When my husband was seriously ill several years ago, I collapsed in a half-exhausted heap in a chair once I got him into the doctor’s office, relieved that we were going to get badly needed help (or so I thought).
To my surprise and horror, during the exam I overheard the doctor giving my husband a sales pitch for assisted suicide. ‘Think of what it will spare your wife, we need to think of her’ he said, as a clincher.
Now, if the doctor had wanted to say ‘I don’t see any way I can help you, knowing what I know, and having the skills I have’ that would have been one thing. If he’d wanted to opine that certain treatments weren’t worth it as far as he could see, that would be one thing. But he was tempting my husband to commit suicide. And that is something different.
I was indignant that the doctor was not only trying to decide what was best for David, but also what was supposedly best for me (without even consulting me, no less).
We got a different doctor, and David lived another five years or so. But after that nightmare in the first doctor’s office, and encounters with a ‘death with dignity’ inclined nurse, I was afraid to leave my husband alone again with doctors and nurses, for fear they’d morph from care providers to enemies, with no one around to stop them.
It’s not a good thing, wondering who you can trust in a hospital or clinic. I hope you are spared this in Hawaii.

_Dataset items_
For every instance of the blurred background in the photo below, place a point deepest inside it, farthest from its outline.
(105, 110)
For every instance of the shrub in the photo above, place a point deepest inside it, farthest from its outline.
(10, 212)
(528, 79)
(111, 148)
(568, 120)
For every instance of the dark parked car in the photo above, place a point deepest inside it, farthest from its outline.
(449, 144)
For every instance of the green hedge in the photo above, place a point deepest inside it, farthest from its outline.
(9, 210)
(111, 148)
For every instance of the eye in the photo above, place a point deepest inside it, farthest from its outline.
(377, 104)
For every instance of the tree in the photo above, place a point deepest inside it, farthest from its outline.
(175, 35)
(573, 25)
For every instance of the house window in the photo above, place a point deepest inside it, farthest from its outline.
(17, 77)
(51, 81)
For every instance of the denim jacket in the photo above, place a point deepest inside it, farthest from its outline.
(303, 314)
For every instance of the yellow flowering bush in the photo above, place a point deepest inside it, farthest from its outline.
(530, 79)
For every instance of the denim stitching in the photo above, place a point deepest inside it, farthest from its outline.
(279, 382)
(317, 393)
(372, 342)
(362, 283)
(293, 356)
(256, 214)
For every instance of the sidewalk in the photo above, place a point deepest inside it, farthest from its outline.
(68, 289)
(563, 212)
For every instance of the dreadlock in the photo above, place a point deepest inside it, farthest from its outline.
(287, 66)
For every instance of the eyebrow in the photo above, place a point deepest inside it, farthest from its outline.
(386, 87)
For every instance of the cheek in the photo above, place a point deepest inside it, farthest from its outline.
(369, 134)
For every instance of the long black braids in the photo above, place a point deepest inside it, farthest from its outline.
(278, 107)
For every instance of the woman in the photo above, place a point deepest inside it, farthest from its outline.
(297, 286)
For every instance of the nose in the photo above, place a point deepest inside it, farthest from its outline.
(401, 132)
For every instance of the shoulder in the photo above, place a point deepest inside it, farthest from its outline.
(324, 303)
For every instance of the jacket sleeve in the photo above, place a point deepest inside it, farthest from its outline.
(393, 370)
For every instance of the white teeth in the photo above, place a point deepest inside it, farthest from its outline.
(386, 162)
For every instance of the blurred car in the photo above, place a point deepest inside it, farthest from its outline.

---

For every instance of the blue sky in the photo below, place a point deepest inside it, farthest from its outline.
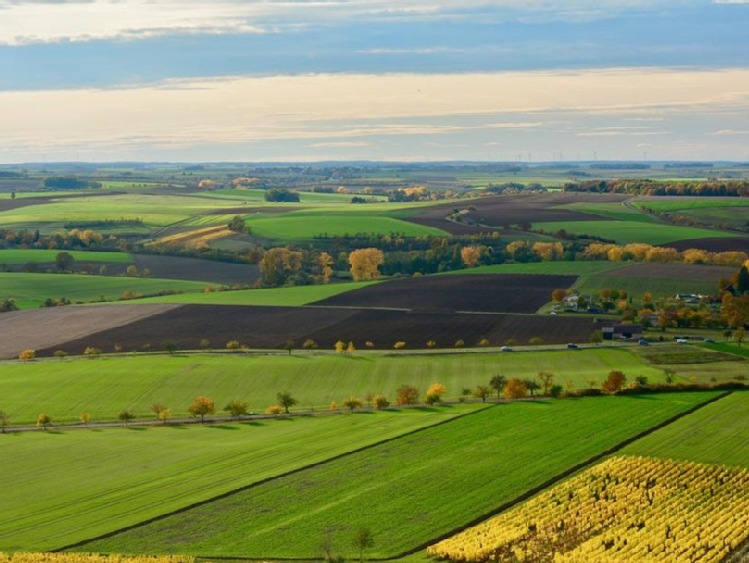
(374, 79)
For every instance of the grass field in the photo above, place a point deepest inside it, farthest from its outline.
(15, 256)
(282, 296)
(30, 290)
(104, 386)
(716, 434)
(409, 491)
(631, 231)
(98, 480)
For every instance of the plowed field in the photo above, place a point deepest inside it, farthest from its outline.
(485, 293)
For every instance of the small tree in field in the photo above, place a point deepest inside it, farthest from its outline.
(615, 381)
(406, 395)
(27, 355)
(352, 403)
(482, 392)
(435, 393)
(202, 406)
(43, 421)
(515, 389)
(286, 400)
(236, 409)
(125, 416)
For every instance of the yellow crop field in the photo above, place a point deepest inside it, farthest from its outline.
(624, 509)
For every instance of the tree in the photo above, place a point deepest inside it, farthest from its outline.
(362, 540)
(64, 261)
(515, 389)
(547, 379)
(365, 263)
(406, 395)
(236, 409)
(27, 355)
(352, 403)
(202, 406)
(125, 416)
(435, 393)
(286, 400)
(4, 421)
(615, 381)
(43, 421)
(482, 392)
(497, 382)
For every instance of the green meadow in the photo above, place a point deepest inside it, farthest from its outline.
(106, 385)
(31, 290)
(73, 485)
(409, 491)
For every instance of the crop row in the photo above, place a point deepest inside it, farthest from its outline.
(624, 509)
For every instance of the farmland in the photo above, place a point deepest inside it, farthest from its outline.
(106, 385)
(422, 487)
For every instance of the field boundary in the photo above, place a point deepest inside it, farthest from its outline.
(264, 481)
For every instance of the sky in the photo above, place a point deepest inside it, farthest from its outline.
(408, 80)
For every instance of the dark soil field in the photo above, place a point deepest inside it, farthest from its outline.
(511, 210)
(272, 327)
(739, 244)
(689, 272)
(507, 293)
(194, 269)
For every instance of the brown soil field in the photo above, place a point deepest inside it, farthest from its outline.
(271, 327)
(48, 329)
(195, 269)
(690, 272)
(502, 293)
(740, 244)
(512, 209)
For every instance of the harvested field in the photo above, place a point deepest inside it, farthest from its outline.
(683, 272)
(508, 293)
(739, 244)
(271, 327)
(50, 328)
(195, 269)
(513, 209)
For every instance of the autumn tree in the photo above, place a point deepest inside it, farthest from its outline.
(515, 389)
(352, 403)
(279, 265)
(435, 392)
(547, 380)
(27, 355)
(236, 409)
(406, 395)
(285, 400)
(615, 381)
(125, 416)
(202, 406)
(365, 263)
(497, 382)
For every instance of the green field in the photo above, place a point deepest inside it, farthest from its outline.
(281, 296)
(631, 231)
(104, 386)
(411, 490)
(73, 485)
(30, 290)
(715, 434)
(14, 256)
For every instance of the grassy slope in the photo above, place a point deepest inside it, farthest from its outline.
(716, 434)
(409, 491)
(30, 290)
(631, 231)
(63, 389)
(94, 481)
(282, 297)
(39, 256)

_TASK SET_
1. According to the excerpt, how long did David live after they changed doctors?
2. Rewrite the paragraph of the excerpt that begins "We got a different doctor" in a shorter form, keeping its main facts.
3. Copy the part of the excerpt between "We got a different" and "to stop them.", inclusive, word for word.
The data is separate material and has nothing to do with the excerpt.

_SOLUTION SET_
1. About five more years.

2. After we switched doctors, David lived about five more years. But the first doctor's office and a nurse who favored "death with dignity" left me afraid to leave him alone with medical staff. I feared they might turn from caregivers into enemies with no one there to stop them.

3.
We got a different doctor, and David lived another five years or so. But after that nightmare in the first doctor’s office, and encounters with a ‘death with dignity’ inclined nurse, I was afraid to leave my husband alone again with doctors and nurses, for fear they’d morph from care providers to enemies, with no one around to stop them.